-- ABOUT THIS TASK --
Find how many lines of the records hold the string "pink" and reply with only that total.

-- Referring expression data --
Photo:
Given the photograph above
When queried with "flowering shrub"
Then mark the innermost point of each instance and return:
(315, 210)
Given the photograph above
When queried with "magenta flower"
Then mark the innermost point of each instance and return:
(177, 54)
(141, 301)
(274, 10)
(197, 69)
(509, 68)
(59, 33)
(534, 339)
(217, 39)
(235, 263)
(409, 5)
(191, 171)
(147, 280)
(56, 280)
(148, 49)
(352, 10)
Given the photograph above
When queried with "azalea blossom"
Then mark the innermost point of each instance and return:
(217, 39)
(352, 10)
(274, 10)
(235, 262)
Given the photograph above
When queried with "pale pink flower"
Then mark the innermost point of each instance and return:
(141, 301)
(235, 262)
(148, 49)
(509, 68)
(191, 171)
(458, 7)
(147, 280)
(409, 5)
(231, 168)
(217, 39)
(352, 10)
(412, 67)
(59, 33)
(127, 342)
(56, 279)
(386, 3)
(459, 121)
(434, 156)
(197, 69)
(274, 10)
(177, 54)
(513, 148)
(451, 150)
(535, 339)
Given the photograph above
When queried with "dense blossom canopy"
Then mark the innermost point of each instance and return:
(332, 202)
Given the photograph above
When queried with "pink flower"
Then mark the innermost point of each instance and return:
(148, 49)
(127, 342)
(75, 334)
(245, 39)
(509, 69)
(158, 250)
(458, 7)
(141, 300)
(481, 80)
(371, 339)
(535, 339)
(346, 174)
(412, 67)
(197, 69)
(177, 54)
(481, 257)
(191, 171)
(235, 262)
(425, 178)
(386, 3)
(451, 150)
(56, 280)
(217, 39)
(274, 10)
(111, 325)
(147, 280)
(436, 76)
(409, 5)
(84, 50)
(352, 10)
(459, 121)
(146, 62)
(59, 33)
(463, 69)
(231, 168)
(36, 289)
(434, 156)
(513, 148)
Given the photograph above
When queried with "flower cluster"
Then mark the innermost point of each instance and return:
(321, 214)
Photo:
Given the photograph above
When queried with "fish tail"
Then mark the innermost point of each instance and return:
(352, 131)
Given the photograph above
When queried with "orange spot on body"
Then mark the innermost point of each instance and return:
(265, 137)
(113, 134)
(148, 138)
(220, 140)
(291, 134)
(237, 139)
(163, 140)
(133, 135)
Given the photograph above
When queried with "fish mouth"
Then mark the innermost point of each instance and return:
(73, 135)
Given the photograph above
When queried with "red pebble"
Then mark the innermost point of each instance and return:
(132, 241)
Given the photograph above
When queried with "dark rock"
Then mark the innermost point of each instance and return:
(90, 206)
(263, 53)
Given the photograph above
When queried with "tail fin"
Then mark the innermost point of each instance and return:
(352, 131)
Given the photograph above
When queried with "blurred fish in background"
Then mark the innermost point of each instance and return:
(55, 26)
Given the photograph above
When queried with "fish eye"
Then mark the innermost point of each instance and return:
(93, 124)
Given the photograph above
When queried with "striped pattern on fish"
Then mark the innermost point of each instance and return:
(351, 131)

-- EXERCISE SOLUTION --
2